* Extrait du document:
== == ==

Ouvert en 2016, SBG3 compte 531 baies pour une capacité de 35 000 serveurs. Construit en dur, il intègre une nouvelle génération de systèmes de refroidissement, à base de water cooling. Une technologie maison qui équipe aussi les deux derniers data centers du site, à savoir SBG1 et SBG4 qui contiennent respectivement 5 000 et 10 000 serveurs. Ses baies commencent à s'éteindre peu après le début de l'incendie. "Les hosts et datastores de notre plateforme PCC (offre Private Cloud d'OVH, ndlr) étaient répartis sur différentes salles de SBG3. J'ai observé les derniers logs des serveurs à 01h19", indique le directeur technique d'une start-up au JDN, avant de préciser : "Seul un datastore situé dans la salle S341 est resté intact" et par conséquent épargné par les suies. Contacté, un autre client du service Private Cloud, également localisé dans la salle S341 mais aussi dans la salle S342, relève de son côté des séries de "coupures à partir de 1H22" avant un arrêt définitif de son environnement à 1H26.

Aux alentours de 01h30, le véhicule de Strasbourg Electricité Réseaux se gare sur le parking d'OVH. "Le chef de dépannage, après analyse de la situation, a donné l'ordre à notre bureau central […] de couper à distance les deux alimentations du site", confie le porte-parole de l'opérateur. C'est chose faite vers 01h50. "Dans les circonstances de cet événement, c'est un délai normal qui correspond au temps nécessaire pour se déplacer et analyser la situation avant d'opérer une coupure, en coordination avec les pompiers", ajoute le porte-parole. Approchés par le JDN, plusieurs fournisseurs de data centers confirment qu'il s'agit bien d'une procédure standard.

02h00

Fait troublant, les services de plusieurs clients contactés par le JDN demeurent opérationnels après la coupure des deux alimentations haute tension. C'est notamment le cas d'un éditeur SaaS dont les machines sont localisées sur SBG3, dans la salle S340 mais aussi dans la salle S341. La même dans laquelle la start-up citée plus haut a récupéré son seul serveur intact.  "Le lien a été perdu à 2h19 comme le montre notre système de monitoring (voir capture ci-après, ndlr)", signale son DSI. "Nous n'avons pas relevé d'éléments avant-coureurs." Egalement hébergés sur SBG3, les serveurs du site web du Centre Pompidou tombent quelques minutes après. "Via notre outil de monitoring, notre service infrastructure et réseau a constaté la rupture de l'accès à partir de 2h28", atteste un porte-parole. 

Un ou plusieurs groupes électrogènes de secours du campus semblent donc avoir pris le relais. Pourquoi se sont-ils mis en marche ? Etaient-ils équipés de dispositifs d'arrêt d'urgence accessibles aux pompiers comme le veut la procédure standard ? Si oui, pourquoi n'ont-ils pas été utilisés ?

== == ==

* Actions requises:
- 1) Reproduisez le passage de l'extrait sur l'incendie de SBG3 allant de « Un ou plusieurs » jusqu'à « pas été utilisés ? ».
- 2) Dressez la liste de toutes les salles de SBG3 que l'extrait sur l'incendie désigne par leur numéro.

== == ==

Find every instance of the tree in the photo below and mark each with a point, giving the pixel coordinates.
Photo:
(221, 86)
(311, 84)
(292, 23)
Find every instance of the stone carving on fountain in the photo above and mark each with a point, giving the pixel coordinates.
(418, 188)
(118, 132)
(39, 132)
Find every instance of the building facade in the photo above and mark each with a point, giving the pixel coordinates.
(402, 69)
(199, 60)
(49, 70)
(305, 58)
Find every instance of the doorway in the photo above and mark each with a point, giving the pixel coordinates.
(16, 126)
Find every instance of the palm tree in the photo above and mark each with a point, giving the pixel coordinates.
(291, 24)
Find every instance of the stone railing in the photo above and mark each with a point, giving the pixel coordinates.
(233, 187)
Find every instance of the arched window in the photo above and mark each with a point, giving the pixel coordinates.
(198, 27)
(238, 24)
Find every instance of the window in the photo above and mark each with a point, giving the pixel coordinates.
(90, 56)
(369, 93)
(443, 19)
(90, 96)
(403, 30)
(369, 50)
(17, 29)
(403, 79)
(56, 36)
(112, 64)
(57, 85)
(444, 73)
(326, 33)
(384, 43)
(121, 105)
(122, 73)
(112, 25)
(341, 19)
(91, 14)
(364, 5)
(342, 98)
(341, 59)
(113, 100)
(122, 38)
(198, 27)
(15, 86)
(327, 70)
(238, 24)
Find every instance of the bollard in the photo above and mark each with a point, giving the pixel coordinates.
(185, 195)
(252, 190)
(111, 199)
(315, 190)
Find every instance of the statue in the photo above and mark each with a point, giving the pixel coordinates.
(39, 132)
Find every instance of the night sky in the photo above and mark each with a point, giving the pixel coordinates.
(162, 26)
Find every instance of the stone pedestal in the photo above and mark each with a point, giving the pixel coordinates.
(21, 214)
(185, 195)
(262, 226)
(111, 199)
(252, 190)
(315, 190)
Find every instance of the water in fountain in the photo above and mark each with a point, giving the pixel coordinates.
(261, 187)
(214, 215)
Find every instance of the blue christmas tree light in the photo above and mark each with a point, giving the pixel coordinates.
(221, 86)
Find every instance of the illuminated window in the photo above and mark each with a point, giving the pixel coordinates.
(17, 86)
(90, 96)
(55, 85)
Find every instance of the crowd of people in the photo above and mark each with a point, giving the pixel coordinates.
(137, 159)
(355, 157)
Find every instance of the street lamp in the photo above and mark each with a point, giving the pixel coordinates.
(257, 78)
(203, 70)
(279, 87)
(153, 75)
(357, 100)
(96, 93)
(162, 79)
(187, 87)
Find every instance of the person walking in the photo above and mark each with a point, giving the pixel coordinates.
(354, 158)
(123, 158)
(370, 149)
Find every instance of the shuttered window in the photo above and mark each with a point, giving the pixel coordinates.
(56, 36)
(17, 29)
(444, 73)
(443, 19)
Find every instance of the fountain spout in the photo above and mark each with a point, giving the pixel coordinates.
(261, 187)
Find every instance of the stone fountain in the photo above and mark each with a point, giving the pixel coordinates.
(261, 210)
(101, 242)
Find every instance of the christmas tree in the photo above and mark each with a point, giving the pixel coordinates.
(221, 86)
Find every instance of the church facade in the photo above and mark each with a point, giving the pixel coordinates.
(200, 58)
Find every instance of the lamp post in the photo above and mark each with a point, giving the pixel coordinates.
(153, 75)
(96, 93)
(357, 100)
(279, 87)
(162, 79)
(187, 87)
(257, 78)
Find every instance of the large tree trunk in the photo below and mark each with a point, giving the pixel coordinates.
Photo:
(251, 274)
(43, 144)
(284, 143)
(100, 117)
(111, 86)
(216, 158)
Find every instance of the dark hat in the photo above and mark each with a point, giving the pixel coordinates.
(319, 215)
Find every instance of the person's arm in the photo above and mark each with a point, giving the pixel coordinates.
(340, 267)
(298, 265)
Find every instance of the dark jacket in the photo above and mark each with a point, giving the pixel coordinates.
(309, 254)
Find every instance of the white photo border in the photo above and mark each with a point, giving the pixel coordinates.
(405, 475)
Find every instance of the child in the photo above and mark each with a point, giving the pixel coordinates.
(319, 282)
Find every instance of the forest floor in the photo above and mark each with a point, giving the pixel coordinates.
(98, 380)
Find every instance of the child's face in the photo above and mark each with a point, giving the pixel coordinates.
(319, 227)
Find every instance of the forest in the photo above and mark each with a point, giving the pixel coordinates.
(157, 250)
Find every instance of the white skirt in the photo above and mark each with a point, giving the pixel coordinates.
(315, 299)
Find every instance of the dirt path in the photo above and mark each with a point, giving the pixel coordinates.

== == ==

* Les réponses:
- 1)
Un ou plusieurs groupes électrogènes de secours du campus semblent donc avoir pris le relais. Pourquoi se sont-ils mis en marche ? Etaient-ils équipés de dispositifs d'arrêt d'urgence accessibles aux pompiers comme le veut la procédure standard ? Si oui, pourquoi n'ont-ils pas été utilisés ?

- 2) S341, S342, S340